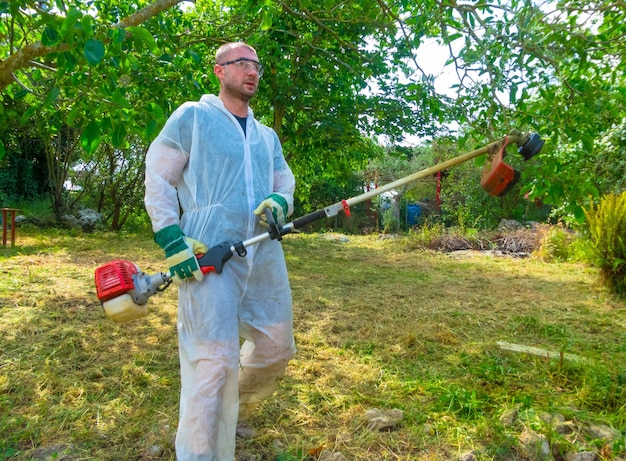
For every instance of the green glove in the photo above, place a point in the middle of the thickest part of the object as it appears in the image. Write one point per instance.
(277, 204)
(180, 253)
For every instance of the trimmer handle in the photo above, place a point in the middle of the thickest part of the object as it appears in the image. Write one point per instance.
(214, 259)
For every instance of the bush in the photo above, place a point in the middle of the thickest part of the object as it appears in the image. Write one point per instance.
(606, 227)
(556, 244)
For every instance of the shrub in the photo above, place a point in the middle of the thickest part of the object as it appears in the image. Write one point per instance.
(606, 226)
(556, 243)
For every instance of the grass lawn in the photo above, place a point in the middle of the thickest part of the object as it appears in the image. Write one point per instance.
(378, 325)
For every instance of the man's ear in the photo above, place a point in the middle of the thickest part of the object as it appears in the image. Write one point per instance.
(218, 71)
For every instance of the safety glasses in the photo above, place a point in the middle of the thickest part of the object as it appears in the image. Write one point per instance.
(245, 64)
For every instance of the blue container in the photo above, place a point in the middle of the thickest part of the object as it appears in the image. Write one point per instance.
(413, 212)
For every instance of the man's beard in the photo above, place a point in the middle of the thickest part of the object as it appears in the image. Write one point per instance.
(240, 92)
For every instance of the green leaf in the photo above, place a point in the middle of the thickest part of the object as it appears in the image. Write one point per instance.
(50, 37)
(90, 138)
(143, 36)
(52, 96)
(73, 114)
(94, 51)
(266, 24)
(156, 111)
(28, 114)
(73, 15)
(579, 215)
(119, 135)
(117, 35)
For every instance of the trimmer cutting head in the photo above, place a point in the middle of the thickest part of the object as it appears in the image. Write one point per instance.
(499, 178)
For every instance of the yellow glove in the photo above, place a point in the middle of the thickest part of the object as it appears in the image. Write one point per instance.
(278, 206)
(180, 253)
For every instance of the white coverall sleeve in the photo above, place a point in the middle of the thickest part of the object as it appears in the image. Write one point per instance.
(284, 180)
(164, 169)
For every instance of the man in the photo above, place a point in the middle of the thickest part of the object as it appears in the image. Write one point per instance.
(219, 166)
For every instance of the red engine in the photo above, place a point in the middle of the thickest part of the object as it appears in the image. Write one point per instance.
(114, 279)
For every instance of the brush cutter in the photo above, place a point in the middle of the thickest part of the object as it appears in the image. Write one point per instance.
(124, 289)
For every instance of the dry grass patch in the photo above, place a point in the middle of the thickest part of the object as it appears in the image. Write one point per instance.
(378, 325)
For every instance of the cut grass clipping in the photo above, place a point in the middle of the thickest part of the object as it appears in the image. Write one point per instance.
(378, 325)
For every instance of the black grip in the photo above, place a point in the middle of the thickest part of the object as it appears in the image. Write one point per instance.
(308, 219)
(215, 258)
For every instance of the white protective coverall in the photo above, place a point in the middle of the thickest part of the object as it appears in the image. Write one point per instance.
(202, 161)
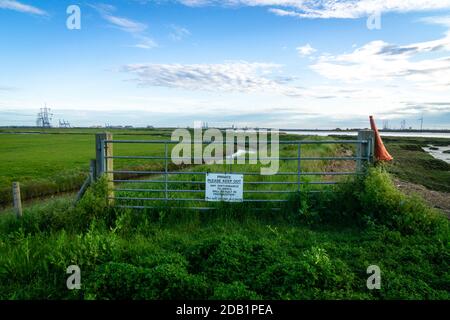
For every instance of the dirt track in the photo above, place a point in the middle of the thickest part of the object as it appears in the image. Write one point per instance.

## [EXERCISE DESCRIPTION]
Every entry is to be reproduced word for word, and no image is carried over.

## [RESPONSE]
For every instance of the green glove in the photo above, place a point in the middle of the thickest part of the object as it appears in the image. Write one point per instance.
(277, 204)
(180, 253)
For every instance of the trimmer handle in the photo above, place a point in the middle of the thickest part of the object as it appears in the image. Write one point per instance.
(214, 259)
For every instance of the bush in the photo above, place a point in the middle of the thickest part of the object as it appears in the image. Write one point per instance.
(606, 227)
(556, 244)
For every instance of the shrub in the photo above, place a point in the middle of the thickest part of the object as it appears in the image. Write one point per instance.
(606, 226)
(556, 243)
For every instance of the grass lawn in the photo above, place a point in the middle of the thickest part of the object as it appears in the image. Write one point per instance.
(378, 325)
For every instance of the man's ear in the photo above, place a point in the middle of the thickest part of the object as it appears in the image. Write one point per instance.
(218, 71)
For every instance of the safety glasses in the photo above, place a point in the middle of the thickest part of the object as it appears in the image. Write one point per instance.
(245, 64)
For every instance of the blue container in the photo above, place a point in the middle of the thickest part of the object as it appears in the image. Write one point per instance.
(413, 212)
For every instance of the man's beard in the photo above, place a point in the middle of the thickest part of the object as it appears in the image. Write one point per instance.
(240, 92)
For every instance of the green leaf in the photo above, place a point in the middle of the thickest part of the object as it appears in the image. Write one point per instance.
(50, 37)
(90, 138)
(143, 36)
(52, 96)
(73, 114)
(94, 51)
(266, 24)
(156, 111)
(28, 114)
(73, 15)
(579, 215)
(119, 135)
(117, 35)
For every instance of the trimmer cutting head in the photo above, place a point in the middle of the thickest part of the object as it appears in the image. Write one point per instance.
(499, 178)
For every instance of the yellow glove in the photo above, place a point in the middle of the thickest part of the object as it appears in the image. Write one point per instance.
(278, 206)
(180, 253)
For every instance of the white coverall sleeve in the photo above, place a point in the middle of the thickest part of the object as it appears in the image. Write one point per instance.
(284, 180)
(164, 169)
For every instance of the man in the photo above, place a point in the middle of the thickest part of the object as it appears in the image. Write one point per instance.
(219, 166)
For every instance of the red engine in the photo above, place a point in the middle of the thickest part of the object as it appears in the image. Write one point per instance.
(114, 279)
For every instance of the brush cutter in the photo above, place a point in the middle of the thickest part of the object as it appears in the image. Write one point per instance.
(124, 289)
For every instance of the dry grass patch in the photo above, place a point in the middle of the thickest part of the object as it appears in the image. Write one point per instance.
(378, 325)
For every instance of the cut grass clipping in the photo above, place a point in the middle of the thickest part of the object as it appears in the image. Write one point per instance.
(378, 325)
For every instance of the black grip in the photo above, place a point in the middle of the thickest part of the object as it appears in the image. Write one point per instance.
(308, 219)
(215, 258)
For every instance of the white protective coverall in the photo above, place a point in the middle of the thickest part of the object as it appears in the image. Write one point per instance.
(202, 161)
For every instance of the dirt track in the photo above, place a point in the middle of the thickest part of the object as it appears in the image. Write one point per instance.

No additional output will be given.